[begin Dataset records]

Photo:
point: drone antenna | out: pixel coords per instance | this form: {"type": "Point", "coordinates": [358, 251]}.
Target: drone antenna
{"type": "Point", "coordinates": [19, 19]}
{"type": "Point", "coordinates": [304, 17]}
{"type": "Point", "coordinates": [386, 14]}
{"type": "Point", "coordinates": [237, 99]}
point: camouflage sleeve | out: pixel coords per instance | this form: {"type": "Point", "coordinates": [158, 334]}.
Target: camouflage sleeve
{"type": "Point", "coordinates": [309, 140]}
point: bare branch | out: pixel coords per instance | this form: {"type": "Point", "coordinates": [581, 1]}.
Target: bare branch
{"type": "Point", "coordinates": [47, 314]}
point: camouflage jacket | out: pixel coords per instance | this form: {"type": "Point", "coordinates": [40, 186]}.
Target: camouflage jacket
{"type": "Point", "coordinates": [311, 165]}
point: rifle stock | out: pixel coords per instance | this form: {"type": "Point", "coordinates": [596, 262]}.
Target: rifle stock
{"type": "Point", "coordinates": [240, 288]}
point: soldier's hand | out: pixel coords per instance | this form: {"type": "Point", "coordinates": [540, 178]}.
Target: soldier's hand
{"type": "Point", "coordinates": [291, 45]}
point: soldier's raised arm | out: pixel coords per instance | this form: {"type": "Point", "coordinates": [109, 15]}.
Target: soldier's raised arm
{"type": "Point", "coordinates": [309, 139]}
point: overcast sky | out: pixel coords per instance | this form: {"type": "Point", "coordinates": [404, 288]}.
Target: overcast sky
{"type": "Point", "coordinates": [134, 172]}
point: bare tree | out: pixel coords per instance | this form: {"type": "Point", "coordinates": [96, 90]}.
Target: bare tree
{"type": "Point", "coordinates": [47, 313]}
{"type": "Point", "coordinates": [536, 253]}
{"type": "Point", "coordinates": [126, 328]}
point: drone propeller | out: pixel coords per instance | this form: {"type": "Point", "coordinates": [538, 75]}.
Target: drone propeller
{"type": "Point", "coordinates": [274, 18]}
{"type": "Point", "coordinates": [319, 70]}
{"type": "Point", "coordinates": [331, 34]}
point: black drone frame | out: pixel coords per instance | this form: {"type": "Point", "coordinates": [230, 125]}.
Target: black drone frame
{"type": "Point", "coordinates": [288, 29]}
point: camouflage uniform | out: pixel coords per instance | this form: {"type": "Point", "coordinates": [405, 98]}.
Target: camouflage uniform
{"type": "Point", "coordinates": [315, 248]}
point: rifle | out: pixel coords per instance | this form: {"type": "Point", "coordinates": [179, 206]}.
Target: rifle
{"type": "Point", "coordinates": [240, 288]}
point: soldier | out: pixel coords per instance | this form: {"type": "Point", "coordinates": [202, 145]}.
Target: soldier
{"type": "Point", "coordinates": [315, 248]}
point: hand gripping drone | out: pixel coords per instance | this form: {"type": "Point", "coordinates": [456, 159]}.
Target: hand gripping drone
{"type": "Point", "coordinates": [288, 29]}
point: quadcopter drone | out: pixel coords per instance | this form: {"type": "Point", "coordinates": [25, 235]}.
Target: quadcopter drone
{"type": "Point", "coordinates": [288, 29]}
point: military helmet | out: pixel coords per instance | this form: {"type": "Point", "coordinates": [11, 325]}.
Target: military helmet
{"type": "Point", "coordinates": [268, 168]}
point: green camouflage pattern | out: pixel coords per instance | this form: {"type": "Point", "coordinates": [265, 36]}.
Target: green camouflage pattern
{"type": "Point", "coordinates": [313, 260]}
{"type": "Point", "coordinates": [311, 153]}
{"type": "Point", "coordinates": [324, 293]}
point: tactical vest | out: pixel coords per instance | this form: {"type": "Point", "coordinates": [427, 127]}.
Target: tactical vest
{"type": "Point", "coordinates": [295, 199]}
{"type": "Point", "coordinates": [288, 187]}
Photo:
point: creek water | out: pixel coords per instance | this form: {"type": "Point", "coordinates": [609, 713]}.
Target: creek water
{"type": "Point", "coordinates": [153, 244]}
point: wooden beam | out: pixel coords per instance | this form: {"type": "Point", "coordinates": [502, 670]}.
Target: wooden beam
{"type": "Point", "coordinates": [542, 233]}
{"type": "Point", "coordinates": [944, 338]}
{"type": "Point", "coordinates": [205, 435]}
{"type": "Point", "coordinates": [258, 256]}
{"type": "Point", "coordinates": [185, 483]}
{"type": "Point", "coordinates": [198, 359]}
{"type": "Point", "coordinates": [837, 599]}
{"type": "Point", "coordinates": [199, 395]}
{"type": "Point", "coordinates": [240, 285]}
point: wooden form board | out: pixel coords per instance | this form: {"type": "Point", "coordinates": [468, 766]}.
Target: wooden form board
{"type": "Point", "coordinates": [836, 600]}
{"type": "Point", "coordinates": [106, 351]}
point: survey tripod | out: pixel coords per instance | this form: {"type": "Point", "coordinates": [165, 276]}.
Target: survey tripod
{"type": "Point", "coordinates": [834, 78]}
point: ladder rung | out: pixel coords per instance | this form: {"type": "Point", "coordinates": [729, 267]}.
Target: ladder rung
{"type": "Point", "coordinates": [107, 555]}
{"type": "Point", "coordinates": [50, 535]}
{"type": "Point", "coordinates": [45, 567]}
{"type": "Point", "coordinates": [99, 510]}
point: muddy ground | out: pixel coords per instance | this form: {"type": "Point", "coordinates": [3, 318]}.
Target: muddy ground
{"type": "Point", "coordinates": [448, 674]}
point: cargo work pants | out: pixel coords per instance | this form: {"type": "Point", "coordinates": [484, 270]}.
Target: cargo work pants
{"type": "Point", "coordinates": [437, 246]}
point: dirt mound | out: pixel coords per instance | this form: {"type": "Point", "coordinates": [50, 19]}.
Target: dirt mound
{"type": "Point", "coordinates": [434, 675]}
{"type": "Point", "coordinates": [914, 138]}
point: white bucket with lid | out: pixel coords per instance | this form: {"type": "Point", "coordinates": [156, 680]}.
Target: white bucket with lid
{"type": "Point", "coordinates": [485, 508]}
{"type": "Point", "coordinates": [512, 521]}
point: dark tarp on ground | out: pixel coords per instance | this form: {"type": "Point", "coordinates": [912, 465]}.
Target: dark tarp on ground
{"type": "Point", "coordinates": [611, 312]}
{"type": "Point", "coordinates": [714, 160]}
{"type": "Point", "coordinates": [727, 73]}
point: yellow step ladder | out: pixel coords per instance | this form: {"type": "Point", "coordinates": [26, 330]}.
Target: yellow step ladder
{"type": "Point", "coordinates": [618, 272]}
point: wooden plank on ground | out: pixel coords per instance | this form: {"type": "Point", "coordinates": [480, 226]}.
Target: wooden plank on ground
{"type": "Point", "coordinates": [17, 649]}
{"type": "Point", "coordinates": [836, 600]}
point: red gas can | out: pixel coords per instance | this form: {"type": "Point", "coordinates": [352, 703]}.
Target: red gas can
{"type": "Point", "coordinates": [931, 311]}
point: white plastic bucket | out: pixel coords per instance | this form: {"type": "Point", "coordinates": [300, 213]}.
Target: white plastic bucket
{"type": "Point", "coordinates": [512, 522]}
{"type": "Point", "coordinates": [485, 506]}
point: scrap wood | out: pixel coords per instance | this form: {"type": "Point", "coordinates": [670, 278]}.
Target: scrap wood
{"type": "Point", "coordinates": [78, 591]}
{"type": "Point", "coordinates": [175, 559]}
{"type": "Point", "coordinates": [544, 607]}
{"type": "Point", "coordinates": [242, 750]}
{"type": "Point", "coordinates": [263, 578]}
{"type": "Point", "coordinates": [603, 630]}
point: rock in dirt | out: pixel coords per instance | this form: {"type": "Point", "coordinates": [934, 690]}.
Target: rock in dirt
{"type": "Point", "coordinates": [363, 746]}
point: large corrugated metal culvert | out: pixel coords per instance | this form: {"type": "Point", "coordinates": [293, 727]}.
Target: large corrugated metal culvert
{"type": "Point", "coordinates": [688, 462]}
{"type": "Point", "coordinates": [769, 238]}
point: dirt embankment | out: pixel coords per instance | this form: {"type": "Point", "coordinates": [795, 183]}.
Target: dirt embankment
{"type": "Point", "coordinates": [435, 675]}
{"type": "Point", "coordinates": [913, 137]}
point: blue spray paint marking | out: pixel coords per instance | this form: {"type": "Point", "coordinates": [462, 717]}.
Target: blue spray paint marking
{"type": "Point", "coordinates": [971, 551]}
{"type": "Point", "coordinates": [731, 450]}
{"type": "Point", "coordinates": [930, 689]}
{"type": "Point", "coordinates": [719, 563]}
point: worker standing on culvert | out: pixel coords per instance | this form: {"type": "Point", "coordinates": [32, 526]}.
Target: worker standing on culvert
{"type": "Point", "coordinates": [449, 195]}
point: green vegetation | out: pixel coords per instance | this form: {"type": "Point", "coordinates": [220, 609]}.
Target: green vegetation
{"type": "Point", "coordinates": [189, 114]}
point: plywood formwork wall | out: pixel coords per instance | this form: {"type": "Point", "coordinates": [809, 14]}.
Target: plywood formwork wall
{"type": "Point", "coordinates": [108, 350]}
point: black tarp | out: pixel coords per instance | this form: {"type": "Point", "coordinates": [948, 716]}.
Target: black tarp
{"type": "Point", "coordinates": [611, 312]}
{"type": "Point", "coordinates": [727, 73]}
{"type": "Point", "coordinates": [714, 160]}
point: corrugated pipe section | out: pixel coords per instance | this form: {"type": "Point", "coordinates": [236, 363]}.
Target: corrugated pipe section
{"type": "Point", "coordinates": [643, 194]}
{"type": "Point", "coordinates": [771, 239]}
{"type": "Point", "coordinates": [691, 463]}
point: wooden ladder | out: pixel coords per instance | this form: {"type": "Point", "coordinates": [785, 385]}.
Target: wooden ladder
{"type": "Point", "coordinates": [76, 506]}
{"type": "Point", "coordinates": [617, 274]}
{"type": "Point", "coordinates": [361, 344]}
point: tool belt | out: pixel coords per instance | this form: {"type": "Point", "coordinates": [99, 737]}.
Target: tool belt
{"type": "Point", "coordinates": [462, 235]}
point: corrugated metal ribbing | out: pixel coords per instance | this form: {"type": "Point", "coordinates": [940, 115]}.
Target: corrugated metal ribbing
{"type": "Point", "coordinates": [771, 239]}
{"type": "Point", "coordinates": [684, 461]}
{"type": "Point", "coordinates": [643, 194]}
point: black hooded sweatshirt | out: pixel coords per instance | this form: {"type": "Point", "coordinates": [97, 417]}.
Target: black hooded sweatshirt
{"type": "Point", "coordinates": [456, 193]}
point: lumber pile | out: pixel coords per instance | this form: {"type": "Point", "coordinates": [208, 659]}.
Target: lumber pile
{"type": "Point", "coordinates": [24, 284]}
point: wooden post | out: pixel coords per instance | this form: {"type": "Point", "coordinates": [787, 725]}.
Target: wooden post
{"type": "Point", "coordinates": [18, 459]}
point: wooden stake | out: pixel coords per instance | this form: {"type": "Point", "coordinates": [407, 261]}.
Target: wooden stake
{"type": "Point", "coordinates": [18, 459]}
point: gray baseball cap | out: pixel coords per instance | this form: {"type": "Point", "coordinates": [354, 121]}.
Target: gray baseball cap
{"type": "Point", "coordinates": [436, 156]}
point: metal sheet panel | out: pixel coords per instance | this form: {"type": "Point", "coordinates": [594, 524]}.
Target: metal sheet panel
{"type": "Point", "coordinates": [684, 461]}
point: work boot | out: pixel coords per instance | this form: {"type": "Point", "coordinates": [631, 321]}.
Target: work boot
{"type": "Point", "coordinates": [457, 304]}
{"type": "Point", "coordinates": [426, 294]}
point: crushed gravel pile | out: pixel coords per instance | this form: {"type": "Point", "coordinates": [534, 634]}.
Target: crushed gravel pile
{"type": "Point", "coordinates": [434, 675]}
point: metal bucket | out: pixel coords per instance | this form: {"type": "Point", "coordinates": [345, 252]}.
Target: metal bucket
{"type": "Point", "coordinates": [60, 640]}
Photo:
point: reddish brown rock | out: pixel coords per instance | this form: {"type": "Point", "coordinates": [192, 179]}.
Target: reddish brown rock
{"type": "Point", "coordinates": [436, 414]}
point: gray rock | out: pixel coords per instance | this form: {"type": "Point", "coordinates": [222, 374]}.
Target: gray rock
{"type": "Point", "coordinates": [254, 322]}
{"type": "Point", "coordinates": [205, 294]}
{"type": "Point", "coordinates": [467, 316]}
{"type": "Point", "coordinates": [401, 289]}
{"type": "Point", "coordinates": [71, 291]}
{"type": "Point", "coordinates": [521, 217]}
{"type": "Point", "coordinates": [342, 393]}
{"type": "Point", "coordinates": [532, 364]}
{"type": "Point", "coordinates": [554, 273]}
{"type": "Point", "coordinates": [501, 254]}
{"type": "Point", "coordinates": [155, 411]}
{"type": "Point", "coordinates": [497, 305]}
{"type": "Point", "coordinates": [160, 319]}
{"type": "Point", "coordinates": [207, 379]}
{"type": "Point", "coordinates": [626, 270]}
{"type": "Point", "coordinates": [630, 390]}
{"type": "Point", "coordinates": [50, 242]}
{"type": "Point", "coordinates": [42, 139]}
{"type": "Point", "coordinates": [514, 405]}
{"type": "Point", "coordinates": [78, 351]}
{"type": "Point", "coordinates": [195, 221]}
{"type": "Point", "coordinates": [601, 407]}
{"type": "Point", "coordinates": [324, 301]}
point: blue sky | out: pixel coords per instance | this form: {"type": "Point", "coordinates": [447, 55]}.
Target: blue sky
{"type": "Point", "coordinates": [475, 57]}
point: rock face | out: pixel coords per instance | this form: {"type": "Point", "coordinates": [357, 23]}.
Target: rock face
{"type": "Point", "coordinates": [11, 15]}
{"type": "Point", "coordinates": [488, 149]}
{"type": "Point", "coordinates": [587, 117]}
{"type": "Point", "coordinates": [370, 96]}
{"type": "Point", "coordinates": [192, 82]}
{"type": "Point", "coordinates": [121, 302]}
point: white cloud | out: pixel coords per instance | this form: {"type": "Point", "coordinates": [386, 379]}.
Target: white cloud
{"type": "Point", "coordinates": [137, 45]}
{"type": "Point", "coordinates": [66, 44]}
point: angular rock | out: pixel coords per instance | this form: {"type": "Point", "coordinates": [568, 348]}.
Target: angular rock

[end Dataset records]

» Exercise aim
From the line that contains "point: blue sky" to the last line of the material above, repeat every line exactly, keeping both the first and the last.

» Final result
point: blue sky | out: pixel coords per instance | this form: {"type": "Point", "coordinates": [447, 55]}.
Target: blue sky
{"type": "Point", "coordinates": [475, 57]}
point: rock face | out: pixel coords per instance | this form: {"type": "Point", "coordinates": [357, 23]}.
Target: rock face
{"type": "Point", "coordinates": [11, 15]}
{"type": "Point", "coordinates": [488, 149]}
{"type": "Point", "coordinates": [587, 117]}
{"type": "Point", "coordinates": [370, 96]}
{"type": "Point", "coordinates": [192, 82]}
{"type": "Point", "coordinates": [121, 302]}
point: white cloud | out: pixel coords per instance | this form: {"type": "Point", "coordinates": [386, 379]}.
Target: white cloud
{"type": "Point", "coordinates": [137, 45]}
{"type": "Point", "coordinates": [66, 44]}
point: angular rock | out: pixel coords per instance | this form: {"type": "Point", "coordinates": [568, 348]}.
Target: angular rock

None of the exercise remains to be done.